Schriftliche Aufgabe: Schreib alle folgenden Datensätze Zeile für Zeile unverändert ab. Lass dabei die Bilder weg.

Bereitgestelltes Material:

__________

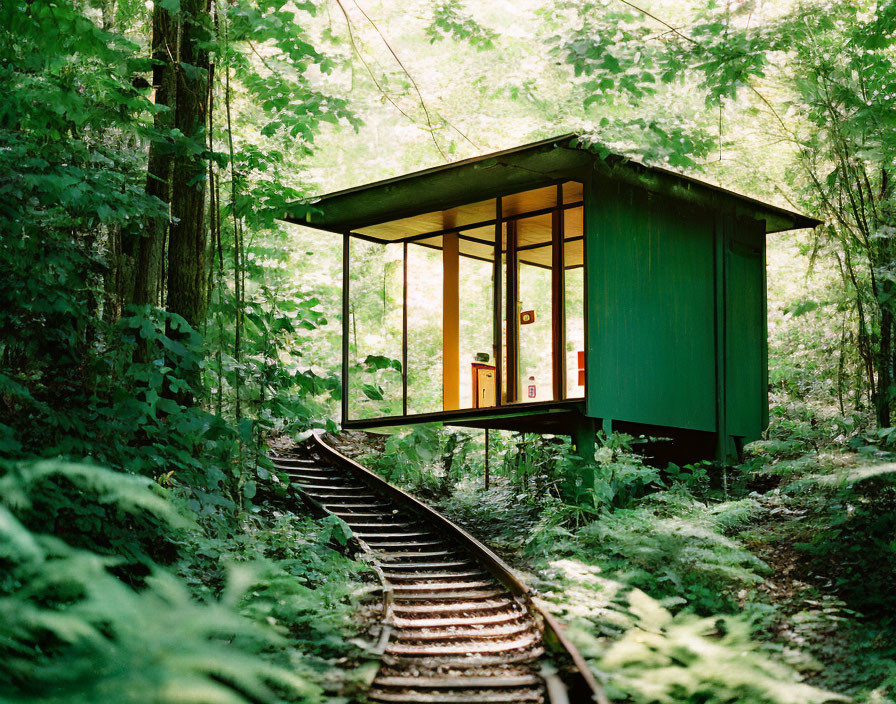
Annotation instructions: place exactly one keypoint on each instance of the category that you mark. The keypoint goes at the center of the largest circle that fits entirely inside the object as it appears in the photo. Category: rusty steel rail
(458, 625)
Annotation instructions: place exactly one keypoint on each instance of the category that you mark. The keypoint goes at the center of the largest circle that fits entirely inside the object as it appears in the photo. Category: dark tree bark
(150, 250)
(187, 234)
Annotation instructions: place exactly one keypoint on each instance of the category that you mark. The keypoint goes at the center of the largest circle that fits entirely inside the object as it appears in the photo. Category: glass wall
(424, 329)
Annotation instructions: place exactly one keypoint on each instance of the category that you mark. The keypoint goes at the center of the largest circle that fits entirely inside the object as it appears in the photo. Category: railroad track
(459, 627)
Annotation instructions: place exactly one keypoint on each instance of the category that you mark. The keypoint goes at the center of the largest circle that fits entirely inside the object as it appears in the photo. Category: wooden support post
(558, 300)
(496, 305)
(512, 315)
(345, 325)
(404, 332)
(450, 322)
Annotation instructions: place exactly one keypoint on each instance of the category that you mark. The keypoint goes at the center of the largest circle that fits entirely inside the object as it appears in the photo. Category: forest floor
(798, 556)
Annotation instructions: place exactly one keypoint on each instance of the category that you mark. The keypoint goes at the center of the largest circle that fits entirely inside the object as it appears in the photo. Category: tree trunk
(882, 402)
(148, 267)
(187, 235)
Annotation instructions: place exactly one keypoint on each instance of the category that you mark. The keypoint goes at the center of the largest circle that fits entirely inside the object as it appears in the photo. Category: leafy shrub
(850, 531)
(70, 631)
(93, 508)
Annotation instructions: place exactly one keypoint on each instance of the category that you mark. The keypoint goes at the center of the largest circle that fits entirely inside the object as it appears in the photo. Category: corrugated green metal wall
(653, 271)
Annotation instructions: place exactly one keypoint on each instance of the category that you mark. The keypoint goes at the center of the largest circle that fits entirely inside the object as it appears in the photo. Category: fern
(94, 508)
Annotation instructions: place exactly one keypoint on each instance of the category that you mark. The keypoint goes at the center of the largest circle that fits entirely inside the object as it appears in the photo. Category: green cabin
(555, 288)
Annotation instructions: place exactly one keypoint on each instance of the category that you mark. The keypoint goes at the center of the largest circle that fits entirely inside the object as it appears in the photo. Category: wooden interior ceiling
(483, 211)
(478, 243)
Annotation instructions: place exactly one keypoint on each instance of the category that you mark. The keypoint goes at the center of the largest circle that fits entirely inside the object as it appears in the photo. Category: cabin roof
(420, 202)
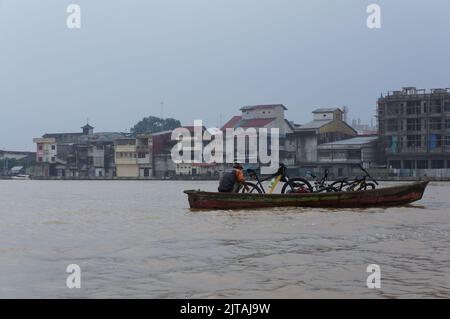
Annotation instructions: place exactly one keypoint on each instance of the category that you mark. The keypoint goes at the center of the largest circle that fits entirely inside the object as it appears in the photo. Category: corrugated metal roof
(314, 125)
(262, 107)
(326, 110)
(255, 122)
(360, 140)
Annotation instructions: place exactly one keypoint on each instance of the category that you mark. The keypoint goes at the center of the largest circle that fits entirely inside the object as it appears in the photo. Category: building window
(435, 141)
(395, 164)
(447, 140)
(413, 125)
(413, 141)
(435, 123)
(447, 106)
(412, 109)
(408, 164)
(422, 164)
(437, 164)
(392, 125)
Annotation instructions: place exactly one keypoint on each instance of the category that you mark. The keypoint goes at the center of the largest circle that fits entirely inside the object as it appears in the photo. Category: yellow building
(133, 157)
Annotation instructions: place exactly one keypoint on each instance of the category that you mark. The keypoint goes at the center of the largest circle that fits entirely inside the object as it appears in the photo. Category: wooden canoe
(388, 196)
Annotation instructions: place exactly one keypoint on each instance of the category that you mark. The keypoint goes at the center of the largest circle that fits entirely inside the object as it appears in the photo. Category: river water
(140, 239)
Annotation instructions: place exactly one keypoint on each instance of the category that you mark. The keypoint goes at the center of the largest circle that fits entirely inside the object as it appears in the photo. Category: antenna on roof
(345, 109)
(162, 109)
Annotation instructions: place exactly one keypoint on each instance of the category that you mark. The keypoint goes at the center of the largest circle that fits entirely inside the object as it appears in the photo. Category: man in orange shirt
(231, 182)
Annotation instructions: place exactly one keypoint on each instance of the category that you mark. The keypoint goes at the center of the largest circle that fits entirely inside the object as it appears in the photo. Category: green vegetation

__________

Antwort zur Aufgabe:
Annotation instructions: place exactly one keypoint on each instance of the category that you mark. The keypoint goes at the center of the largest circle that fits entirely inside the object as it appears in the photo. Category: rusty steel rail
(458, 625)
Annotation instructions: place exactly one keypoint on each instance of the category that you mark. The keypoint goes at the center of the largest circle that fits entirely inside the object as it appears in the photo. Category: dark tree bark
(150, 250)
(187, 234)
Annotation instructions: place exactly one keypoint on each instance of the category that you mark. The keypoint goes at the center of the largest circle that fits entirely inside the object as it appears in the photo. Category: glass wall
(424, 329)
Annotation instructions: place exactly one keypoint on each instance of the category that you mark. The keypoint goes at the center of the largest circle that fits entirely inside the object as it appears in the photo. Category: railroad track
(459, 627)
Annotation instructions: place exactly one keypoint on each instance of the category that you mark. The keypoint goes at the center of the largest circle that fits entirely inside the object as it appears in the photo. Category: wooden support post
(558, 300)
(496, 305)
(512, 315)
(345, 325)
(404, 332)
(450, 322)
Annotation instructions: place exactly one keypoint on each instance of the category that you mark. The keypoint goes at the center of the largest circle that fits entirely inside the object as it appears in the photo. Category: forest floor
(798, 556)
Annotation instructions: place exactly one keypoint on each instance of the category that you mark. The keypoint goes at the center of the largest circle that fits entirely inside the object as it appears in the photo. Category: tree trunk
(882, 402)
(148, 267)
(187, 235)
Annotation instructions: place exactly one keypoint on each instance of the category that you mark. The keypoint goes at the center of the largest circle that fits entirely inside the object as it appears in the photo. Category: leafy shrub
(850, 531)
(70, 631)
(93, 508)
Annotation instructions: place exactly one keypoint on each instance of the category that you mark. The keypoint goes at the center of the largest circle that fits entirely inside the object as it appears in the photo. Category: corrugated green metal wall
(653, 271)
Annotation instructions: place exactly one keypoint on each instance of the category that you mark. The keypoint goes at the center of the largest circle that fits entirely inside the object as it appears in the photo. Category: fern
(94, 508)
Annotation instructions: place exactly one keypoint on each instance of the category that you mark. The keypoint goes at the center of the largest circle that fits entirely inside the object as it appears in the photo. Category: green cabin
(555, 288)
Annotation instructions: place exactly one keypoint on each instance of the category that you mark. The keypoint goes at the center of the largest circle that fits entirely inside the object as it appears in the photo. Category: wooden interior ceiling
(483, 211)
(478, 243)
Annotation instructions: place exactly one keypoint on each instance of the category that you mark. The keypoint goes at the center of the largest circle that fits entirely inside the object as it appears in the photo. Category: cabin roof
(420, 202)
Annotation instructions: place exactly one keypoint on each instance of the category that you mark. The keypoint goes at the center of the largest circle that fits entirely inside the object as it appears in the photo. Category: corrugated metal roof
(314, 125)
(262, 107)
(326, 110)
(255, 122)
(360, 140)
Annotation instructions: place exactly one keypoint on each instance of the category that you mark. The keypoint goes at the center of the largest circle that fits entirely inside the object as it appears in the photo. Category: building window
(435, 141)
(395, 164)
(447, 140)
(413, 125)
(413, 141)
(435, 123)
(447, 106)
(412, 109)
(408, 164)
(422, 164)
(437, 164)
(392, 125)
Annotation instructions: place exactly one keypoint on each instance of the category that you mark. The keypoint goes at the center of the largest circle that fits entirely inside the object as it appears in the photo. Category: yellow building
(133, 157)
Annotation instructions: place exactly one keypoint on each instance of the category that you mark. The keypoint goes at the center of the largest circle that fits entirely inside the object as it appears in the photo. Category: wooden canoe
(388, 196)
Annotation instructions: place exactly one keypoint on each instance of the category that you mark. The keypoint goes at the center of the largest circle that fits entirely inside the object as it appears in the photo. Category: river water
(140, 239)
Annotation instructions: place exactly one keypoint on each instance of the category that you mark. The keypoint goes at the center of the largest circle that fits entirely inside the object as it appears in the photo. Category: antenna on roof
(345, 109)
(162, 109)
Annotation instructions: place exactly one keypoint on each instance of the category that you mark. The keypoint goes at the center of the largest circle that fits entirely inside the object as it appears in the photo. Category: man in orange shirt
(231, 182)
Annotation instructions: place exactly one keypoint on each instance of the category that you mark. The keypoint goes at the center of the largest circle that fits entirely inside the object as it appears in the photo. Category: green vegetation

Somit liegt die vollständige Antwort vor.